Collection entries
=== Section Start ===
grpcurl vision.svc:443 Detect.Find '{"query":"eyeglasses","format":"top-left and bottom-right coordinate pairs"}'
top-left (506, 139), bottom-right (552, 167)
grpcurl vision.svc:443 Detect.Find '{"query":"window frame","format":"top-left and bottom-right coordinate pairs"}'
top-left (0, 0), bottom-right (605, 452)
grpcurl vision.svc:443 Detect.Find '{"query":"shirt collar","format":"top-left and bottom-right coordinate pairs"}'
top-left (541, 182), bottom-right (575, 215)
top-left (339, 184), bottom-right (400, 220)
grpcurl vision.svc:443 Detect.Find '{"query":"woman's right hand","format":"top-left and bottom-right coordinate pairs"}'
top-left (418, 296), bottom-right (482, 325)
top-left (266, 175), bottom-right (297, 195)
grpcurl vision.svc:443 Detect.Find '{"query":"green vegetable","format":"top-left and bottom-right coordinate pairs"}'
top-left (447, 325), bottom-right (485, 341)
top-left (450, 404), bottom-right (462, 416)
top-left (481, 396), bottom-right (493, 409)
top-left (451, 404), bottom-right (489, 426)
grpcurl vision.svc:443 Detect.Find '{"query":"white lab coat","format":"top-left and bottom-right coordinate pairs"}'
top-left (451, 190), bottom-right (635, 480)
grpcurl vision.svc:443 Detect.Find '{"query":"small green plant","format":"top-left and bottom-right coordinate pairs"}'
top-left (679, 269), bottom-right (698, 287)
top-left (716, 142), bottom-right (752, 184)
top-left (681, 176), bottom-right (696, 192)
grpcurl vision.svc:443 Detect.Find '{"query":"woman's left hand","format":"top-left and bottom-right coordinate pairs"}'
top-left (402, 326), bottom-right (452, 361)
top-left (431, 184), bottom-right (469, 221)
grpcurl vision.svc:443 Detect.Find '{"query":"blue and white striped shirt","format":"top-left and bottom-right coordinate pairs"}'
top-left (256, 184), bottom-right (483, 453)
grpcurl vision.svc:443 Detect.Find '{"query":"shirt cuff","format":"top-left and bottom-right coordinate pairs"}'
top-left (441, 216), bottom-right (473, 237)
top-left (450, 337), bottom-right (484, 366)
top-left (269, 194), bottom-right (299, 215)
=== Section End ===
*Description of the task:* Give the data again, exactly as written.

*Solution to this task:*
grpcurl vision.svc:443 Detect.Find '{"query":"eyeglasses","format":"top-left and bottom-right coordinate pairs"}'
top-left (506, 139), bottom-right (552, 167)
grpcurl vision.svc:443 Detect.Find '{"query":"window frame","format":"top-left and bottom-right coordinate pairs"}'
top-left (0, 0), bottom-right (605, 452)
grpcurl vision.svc:443 Detect.Find '{"query":"shirt collar","format":"top-left and bottom-right coordinate pairs"}'
top-left (541, 182), bottom-right (575, 215)
top-left (339, 184), bottom-right (400, 220)
grpcurl vision.svc:443 Detect.Find '{"query":"woman's right hand","format":"top-left and bottom-right coordinate pairs"}'
top-left (418, 296), bottom-right (482, 325)
top-left (266, 175), bottom-right (297, 195)
grpcurl vision.svc:443 Detect.Find '{"query":"green vegetable","format":"top-left and bottom-right coordinate pairs"}'
top-left (447, 325), bottom-right (485, 341)
top-left (450, 404), bottom-right (462, 416)
top-left (481, 396), bottom-right (493, 409)
top-left (451, 404), bottom-right (489, 426)
grpcurl vision.svc:443 Detect.Find '{"query":"white lab coat","format":"top-left and bottom-right coordinate pairs"}'
top-left (451, 190), bottom-right (635, 480)
grpcurl vision.svc:443 Detect.Find '{"query":"small green plant","format":"top-left and bottom-right coordinate pairs"}'
top-left (679, 269), bottom-right (698, 287)
top-left (716, 142), bottom-right (752, 184)
top-left (681, 176), bottom-right (696, 192)
grpcurl vision.svc:443 Detect.Find '{"query":"woman's left hand","format":"top-left and bottom-right coordinate pairs"}'
top-left (402, 326), bottom-right (452, 361)
top-left (431, 184), bottom-right (469, 221)
grpcurl vision.svc:443 Detect.Find '{"query":"blue and white striped shirt","format":"top-left and bottom-right coordinate pairs"}'
top-left (256, 184), bottom-right (483, 453)
grpcurl vision.svc:443 Detect.Find '{"query":"shirt cuff","format":"top-left and bottom-right coordinate pairs"}'
top-left (441, 216), bottom-right (473, 237)
top-left (450, 337), bottom-right (484, 366)
top-left (269, 194), bottom-right (299, 215)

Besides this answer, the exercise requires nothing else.